-- Provided material --
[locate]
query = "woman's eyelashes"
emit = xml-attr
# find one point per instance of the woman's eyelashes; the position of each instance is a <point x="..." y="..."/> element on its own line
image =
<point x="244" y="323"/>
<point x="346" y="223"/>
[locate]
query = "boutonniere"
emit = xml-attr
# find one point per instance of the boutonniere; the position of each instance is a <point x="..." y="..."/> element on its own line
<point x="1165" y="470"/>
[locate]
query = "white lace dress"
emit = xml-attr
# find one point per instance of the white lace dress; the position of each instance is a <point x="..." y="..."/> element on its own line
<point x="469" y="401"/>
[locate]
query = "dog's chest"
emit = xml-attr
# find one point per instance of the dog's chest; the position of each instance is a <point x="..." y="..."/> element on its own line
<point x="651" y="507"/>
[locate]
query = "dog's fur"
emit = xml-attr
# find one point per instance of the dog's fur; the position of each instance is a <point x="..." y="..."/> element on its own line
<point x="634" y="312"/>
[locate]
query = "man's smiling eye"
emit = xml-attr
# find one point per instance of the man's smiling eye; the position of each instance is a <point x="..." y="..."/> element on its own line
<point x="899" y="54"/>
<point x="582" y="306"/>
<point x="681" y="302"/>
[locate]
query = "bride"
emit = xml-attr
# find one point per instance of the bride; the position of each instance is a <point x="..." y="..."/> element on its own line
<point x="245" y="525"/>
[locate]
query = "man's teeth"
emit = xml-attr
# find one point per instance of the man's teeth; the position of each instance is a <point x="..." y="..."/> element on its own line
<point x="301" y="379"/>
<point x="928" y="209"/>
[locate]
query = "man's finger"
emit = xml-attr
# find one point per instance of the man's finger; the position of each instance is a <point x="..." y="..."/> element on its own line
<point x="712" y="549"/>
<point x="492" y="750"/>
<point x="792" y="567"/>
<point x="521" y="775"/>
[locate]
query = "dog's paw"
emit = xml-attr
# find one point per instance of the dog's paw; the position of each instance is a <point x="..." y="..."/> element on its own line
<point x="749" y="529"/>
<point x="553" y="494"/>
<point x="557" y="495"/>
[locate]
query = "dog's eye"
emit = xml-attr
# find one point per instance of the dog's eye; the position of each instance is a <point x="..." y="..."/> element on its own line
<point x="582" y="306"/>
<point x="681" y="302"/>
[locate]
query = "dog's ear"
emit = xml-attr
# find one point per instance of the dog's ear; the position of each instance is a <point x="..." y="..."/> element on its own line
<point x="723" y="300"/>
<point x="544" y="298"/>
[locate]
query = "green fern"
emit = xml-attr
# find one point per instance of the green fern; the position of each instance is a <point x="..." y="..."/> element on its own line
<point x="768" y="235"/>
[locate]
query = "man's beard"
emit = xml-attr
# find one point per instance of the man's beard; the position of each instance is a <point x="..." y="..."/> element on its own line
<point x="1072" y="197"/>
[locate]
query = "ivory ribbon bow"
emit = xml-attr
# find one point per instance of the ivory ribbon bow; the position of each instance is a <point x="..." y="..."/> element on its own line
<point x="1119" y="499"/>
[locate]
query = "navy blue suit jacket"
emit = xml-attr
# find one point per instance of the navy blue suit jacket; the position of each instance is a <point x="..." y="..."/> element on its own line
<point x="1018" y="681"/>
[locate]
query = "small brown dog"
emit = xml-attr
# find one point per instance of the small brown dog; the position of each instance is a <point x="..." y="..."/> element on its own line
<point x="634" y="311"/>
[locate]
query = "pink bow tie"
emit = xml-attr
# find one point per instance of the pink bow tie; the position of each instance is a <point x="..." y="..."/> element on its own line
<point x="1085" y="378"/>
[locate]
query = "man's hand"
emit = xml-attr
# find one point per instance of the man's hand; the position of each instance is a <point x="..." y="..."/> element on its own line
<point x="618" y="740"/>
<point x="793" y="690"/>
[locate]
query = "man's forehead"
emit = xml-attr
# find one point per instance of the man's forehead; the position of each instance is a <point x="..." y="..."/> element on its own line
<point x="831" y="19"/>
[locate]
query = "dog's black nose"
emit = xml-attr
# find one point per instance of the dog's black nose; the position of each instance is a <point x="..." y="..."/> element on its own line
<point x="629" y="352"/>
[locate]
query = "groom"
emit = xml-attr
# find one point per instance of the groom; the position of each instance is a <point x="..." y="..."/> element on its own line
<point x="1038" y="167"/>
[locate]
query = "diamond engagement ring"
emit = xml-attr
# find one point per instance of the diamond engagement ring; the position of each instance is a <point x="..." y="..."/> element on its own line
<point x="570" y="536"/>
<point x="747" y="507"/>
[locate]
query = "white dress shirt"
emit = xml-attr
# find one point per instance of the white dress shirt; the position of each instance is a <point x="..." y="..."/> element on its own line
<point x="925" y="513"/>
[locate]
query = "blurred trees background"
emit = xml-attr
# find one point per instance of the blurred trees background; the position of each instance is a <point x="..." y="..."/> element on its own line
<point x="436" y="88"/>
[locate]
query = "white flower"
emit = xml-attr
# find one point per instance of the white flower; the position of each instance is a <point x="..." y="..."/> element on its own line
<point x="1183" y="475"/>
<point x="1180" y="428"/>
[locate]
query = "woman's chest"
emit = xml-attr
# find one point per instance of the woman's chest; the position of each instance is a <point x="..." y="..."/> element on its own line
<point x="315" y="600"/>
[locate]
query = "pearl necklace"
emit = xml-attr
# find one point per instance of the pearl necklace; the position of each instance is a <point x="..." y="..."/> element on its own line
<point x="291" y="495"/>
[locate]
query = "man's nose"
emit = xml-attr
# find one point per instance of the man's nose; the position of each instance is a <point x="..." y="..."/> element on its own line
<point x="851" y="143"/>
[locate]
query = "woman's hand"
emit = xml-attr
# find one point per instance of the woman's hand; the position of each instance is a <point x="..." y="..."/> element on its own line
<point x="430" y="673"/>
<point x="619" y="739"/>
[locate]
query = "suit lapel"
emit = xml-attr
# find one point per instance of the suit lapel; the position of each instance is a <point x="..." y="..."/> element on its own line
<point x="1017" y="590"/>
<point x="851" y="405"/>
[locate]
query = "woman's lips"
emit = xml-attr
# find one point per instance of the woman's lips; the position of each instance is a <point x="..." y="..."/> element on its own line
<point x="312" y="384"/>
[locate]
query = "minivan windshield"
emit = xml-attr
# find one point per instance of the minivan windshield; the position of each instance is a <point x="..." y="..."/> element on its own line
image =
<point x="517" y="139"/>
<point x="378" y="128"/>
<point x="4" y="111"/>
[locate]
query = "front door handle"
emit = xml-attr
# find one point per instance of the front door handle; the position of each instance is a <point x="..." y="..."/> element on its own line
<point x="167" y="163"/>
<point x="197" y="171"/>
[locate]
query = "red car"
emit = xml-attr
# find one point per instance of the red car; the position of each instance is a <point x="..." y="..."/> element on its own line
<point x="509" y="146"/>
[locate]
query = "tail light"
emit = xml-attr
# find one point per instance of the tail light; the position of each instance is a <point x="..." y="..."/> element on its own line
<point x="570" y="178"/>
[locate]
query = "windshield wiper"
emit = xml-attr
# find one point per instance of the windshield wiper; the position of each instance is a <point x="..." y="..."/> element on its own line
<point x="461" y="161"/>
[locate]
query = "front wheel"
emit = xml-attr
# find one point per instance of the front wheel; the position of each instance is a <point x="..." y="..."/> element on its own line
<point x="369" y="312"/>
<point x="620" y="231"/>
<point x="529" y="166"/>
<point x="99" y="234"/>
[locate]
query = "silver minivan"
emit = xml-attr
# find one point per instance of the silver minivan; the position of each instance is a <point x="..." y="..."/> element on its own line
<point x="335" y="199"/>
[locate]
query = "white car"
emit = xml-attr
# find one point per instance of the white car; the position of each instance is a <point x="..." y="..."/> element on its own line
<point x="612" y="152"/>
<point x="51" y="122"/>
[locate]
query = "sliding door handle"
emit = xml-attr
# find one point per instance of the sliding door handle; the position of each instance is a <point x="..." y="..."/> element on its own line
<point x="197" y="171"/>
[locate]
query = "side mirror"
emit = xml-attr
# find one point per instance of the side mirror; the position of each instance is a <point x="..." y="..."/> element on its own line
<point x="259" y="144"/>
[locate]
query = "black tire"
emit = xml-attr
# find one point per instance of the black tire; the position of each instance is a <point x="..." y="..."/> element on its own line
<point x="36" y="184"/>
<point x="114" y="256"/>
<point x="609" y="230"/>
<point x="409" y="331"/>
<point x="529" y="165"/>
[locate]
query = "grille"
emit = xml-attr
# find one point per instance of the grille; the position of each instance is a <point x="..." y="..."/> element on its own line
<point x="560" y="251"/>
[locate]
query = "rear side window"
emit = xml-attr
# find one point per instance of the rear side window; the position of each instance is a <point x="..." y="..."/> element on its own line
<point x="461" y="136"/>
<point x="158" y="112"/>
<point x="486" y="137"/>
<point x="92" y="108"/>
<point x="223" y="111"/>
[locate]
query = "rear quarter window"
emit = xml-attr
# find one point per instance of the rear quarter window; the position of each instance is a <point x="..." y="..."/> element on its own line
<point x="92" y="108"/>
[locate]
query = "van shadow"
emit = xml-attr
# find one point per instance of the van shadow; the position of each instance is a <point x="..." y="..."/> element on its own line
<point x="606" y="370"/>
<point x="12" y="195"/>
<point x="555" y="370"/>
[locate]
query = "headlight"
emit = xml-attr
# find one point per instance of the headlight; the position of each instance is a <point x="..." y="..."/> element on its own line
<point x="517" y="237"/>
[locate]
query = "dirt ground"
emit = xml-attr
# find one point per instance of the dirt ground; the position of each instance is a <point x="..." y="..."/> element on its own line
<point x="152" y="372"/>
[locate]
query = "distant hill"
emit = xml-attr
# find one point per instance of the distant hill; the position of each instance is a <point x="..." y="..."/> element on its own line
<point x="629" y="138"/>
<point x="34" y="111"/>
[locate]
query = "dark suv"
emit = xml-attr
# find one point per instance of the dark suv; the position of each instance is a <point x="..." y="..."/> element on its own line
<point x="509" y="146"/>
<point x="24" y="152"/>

-- Stated task --
Identify every line of the entries that contains the string "lapel", matching case exactly.

-- Solution to this task --
query = "suit lapel"
# find one point per instance of the suit lapel; the position of each instance is a <point x="..." y="..."/> element on its own line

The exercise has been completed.